What you have to do: The answer is a number and nothing else: the count of lines in these entries containing the word "spire".

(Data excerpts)
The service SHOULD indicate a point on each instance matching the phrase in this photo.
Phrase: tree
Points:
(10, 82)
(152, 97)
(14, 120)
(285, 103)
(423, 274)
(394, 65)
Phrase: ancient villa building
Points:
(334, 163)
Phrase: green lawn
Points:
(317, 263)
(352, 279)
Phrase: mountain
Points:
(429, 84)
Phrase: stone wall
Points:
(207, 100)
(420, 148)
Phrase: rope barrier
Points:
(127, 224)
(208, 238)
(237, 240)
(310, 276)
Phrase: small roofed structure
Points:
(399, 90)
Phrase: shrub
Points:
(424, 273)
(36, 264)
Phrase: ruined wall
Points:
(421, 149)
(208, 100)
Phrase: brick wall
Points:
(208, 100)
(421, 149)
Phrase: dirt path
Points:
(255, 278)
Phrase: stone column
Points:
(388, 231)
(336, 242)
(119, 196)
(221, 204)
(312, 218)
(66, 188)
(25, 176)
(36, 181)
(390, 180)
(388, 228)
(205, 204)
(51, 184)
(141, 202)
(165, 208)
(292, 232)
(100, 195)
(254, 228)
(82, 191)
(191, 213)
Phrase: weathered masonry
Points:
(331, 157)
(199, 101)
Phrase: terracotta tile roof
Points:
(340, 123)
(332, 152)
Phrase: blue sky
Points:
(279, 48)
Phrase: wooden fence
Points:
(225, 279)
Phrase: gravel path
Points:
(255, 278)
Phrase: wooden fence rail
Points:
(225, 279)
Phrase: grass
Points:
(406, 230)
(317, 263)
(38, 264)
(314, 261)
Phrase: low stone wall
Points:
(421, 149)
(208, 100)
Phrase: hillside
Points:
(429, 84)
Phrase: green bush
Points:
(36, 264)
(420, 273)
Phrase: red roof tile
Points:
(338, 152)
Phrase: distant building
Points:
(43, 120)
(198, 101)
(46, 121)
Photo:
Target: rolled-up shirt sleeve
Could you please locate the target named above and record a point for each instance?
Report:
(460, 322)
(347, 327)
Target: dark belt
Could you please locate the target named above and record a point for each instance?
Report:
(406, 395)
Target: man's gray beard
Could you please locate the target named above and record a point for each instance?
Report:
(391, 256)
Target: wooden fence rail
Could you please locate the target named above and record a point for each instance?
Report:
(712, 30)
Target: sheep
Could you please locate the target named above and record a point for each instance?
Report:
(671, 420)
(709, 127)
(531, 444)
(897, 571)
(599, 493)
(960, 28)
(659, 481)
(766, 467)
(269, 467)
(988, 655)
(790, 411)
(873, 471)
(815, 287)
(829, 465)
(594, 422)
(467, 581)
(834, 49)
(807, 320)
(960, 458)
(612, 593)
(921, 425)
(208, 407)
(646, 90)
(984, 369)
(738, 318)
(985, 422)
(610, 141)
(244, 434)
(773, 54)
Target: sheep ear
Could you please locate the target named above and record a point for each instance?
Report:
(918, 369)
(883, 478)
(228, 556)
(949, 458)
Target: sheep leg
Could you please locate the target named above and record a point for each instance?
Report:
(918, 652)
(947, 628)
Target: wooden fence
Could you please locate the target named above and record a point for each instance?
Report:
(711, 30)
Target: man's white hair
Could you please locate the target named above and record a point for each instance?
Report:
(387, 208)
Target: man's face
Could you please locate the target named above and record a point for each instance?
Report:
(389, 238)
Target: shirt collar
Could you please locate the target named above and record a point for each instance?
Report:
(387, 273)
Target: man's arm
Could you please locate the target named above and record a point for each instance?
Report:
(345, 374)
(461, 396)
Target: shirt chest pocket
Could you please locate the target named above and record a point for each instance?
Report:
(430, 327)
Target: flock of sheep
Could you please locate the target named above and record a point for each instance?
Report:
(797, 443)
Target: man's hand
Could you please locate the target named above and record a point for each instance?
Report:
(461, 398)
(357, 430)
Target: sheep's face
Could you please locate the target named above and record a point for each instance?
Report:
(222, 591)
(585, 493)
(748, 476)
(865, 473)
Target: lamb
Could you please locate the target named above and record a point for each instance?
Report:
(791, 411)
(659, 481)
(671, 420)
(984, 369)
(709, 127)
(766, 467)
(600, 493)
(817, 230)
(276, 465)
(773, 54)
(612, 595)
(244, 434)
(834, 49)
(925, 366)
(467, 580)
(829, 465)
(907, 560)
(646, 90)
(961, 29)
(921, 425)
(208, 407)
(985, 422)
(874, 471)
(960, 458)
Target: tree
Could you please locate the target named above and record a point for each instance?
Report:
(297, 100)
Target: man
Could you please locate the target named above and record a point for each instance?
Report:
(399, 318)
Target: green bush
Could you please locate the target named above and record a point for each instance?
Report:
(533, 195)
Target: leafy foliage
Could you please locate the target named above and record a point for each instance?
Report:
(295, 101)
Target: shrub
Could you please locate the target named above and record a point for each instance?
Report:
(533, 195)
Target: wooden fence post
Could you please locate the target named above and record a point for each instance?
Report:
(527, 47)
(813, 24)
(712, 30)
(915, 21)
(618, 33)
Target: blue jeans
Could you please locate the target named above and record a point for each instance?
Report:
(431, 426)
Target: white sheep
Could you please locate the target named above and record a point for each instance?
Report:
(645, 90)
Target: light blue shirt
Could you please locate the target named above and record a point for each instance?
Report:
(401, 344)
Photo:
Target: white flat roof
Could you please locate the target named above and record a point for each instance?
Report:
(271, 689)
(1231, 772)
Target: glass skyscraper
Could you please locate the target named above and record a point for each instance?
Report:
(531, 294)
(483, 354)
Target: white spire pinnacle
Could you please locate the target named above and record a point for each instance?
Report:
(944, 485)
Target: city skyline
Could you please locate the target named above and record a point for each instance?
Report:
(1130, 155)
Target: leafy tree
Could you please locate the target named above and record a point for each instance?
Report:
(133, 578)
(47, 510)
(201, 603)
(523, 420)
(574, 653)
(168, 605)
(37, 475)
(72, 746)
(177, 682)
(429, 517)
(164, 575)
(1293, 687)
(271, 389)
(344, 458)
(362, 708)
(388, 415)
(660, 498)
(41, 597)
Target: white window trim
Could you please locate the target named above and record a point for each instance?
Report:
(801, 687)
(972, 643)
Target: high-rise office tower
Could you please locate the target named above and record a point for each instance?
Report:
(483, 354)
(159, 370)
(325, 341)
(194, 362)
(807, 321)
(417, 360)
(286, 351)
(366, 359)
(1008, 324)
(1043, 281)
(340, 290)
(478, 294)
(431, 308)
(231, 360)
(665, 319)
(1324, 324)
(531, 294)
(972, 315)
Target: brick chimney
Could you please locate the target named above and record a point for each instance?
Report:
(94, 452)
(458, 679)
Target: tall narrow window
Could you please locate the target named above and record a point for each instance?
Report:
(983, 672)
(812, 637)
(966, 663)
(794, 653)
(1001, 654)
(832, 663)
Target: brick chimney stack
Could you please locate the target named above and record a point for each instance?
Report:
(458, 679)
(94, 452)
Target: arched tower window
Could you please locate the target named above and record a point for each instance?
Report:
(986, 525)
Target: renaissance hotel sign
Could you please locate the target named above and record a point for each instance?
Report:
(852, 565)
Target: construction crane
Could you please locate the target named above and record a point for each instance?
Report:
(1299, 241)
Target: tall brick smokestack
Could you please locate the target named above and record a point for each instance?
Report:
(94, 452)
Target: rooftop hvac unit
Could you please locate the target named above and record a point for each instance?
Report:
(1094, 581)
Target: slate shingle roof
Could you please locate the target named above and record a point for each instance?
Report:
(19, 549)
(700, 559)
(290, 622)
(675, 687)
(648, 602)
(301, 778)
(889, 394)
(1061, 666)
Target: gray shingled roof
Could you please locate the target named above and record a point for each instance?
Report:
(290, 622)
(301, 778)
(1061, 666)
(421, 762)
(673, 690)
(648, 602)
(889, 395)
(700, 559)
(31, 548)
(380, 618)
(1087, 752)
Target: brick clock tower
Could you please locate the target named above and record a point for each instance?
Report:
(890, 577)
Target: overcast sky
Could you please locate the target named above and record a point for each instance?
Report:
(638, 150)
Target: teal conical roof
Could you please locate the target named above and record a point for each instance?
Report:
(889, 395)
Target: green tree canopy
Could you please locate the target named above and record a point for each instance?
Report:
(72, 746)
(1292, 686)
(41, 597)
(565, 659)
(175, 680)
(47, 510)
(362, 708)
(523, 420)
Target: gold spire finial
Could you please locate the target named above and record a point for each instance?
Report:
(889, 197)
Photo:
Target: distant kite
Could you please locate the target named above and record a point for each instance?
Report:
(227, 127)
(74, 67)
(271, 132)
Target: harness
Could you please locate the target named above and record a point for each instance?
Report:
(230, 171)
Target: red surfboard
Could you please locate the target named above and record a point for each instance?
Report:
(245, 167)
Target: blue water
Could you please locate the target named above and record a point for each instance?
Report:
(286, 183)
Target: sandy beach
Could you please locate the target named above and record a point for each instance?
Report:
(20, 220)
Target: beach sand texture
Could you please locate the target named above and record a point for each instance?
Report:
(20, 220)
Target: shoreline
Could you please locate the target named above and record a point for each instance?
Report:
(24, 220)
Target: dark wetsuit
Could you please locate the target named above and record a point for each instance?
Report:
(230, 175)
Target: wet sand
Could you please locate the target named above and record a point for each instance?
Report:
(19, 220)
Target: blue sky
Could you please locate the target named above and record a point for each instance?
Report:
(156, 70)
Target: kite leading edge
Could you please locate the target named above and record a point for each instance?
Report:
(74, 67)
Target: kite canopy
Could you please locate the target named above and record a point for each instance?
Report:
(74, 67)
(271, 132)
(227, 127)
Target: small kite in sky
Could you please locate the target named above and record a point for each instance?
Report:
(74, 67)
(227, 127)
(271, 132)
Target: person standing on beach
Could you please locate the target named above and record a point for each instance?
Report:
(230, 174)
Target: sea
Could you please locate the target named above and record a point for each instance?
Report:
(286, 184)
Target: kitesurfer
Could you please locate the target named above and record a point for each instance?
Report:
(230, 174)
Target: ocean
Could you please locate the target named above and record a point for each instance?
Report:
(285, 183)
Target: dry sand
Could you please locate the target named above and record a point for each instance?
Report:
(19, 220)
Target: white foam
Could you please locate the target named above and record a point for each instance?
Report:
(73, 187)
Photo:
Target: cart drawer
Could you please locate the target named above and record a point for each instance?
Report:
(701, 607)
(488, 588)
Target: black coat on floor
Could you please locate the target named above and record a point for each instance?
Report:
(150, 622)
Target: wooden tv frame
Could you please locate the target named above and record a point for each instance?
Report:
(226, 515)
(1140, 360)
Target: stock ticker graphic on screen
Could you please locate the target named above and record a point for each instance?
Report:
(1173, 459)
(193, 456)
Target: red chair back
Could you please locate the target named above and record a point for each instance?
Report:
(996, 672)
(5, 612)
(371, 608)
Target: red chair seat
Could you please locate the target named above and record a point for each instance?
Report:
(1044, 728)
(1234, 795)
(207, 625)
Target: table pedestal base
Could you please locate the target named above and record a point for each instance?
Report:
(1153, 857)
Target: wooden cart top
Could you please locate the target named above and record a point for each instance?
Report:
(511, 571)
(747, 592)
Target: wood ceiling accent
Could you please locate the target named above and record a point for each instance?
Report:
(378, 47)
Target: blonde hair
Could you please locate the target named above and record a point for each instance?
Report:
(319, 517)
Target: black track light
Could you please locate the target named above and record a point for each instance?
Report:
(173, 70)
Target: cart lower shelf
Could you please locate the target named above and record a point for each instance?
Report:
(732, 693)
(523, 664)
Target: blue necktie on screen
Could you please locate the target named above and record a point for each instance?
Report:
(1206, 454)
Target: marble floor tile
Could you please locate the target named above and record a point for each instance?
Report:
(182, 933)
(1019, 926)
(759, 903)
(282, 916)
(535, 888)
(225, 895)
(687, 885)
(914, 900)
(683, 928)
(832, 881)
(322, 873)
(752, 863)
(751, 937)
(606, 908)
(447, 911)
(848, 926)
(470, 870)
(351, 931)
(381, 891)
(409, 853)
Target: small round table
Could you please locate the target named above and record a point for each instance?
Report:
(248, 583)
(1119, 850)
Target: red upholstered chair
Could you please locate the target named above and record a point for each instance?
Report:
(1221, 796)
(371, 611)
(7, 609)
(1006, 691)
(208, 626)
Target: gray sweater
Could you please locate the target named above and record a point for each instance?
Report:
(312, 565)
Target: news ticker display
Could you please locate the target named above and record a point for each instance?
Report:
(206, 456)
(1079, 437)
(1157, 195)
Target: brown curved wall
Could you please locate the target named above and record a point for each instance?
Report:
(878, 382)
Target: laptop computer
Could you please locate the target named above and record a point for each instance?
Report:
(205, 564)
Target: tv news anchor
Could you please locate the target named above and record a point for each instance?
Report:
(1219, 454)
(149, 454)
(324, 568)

Answer to this exercise: 2